Exercise objective: Every record below should be transcribed exactly. Omit the images.

[Records from a data source]
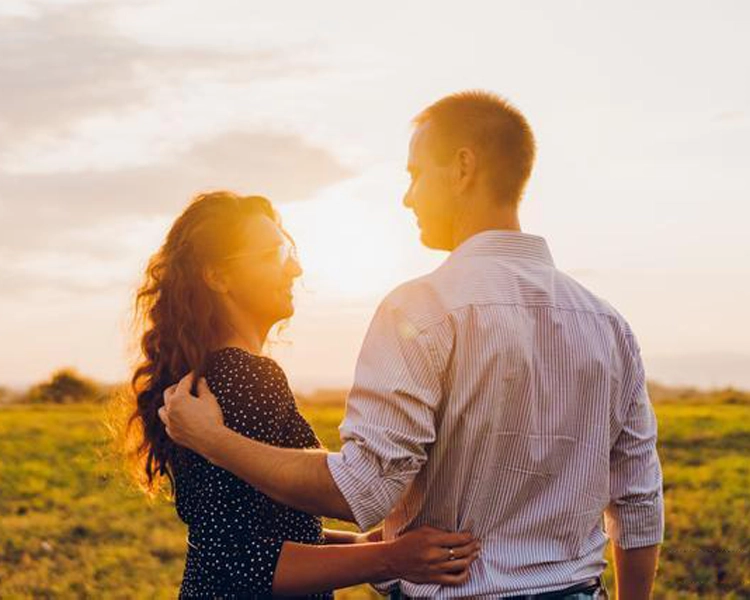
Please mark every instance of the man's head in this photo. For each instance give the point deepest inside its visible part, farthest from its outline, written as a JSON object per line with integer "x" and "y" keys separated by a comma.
{"x": 471, "y": 152}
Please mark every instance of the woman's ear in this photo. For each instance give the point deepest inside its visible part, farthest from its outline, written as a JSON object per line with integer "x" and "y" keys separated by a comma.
{"x": 214, "y": 279}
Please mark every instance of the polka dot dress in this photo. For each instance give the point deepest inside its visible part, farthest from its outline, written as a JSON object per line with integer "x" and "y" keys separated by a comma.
{"x": 235, "y": 533}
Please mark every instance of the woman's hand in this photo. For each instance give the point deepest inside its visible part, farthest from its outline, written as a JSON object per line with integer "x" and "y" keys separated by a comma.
{"x": 424, "y": 555}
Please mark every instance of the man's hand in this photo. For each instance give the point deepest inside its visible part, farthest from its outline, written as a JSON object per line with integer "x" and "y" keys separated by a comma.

Final result:
Please mark every instance of the man's head in this photo. For each instance give the point deepest inside its visible part, farthest from its outline, written as a JSON object per line with integer "x" and "y" keys separated by a comma.
{"x": 471, "y": 152}
Please mark every instance of the woman's ear in this photo. For each instance give the point deepest inside its visible part, farthest from its outline, written as a JSON object per line with integer "x" and "y" keys separated by a comma.
{"x": 214, "y": 279}
Please mark every instance of the polka dot dress in this photo. For each instance give the point deepest inside its visible part, farthest from its outline, written as a JSON object per line with integer "x" and "y" keys separated by a comma.
{"x": 235, "y": 533}
Please mark every instance of the woman's hand in this photo. For each instance give the point deepest inside its visible part, farthest from its outline, written as a JSON object per line with integer "x" and "y" keys separated by a comma.
{"x": 424, "y": 555}
Please mark every instance of the man's hand in this photo. For each instance give the point deepest inside its visible part, farthest from its outline, written as a JSON object per line with integer "x" and "y" keys separated by a comma.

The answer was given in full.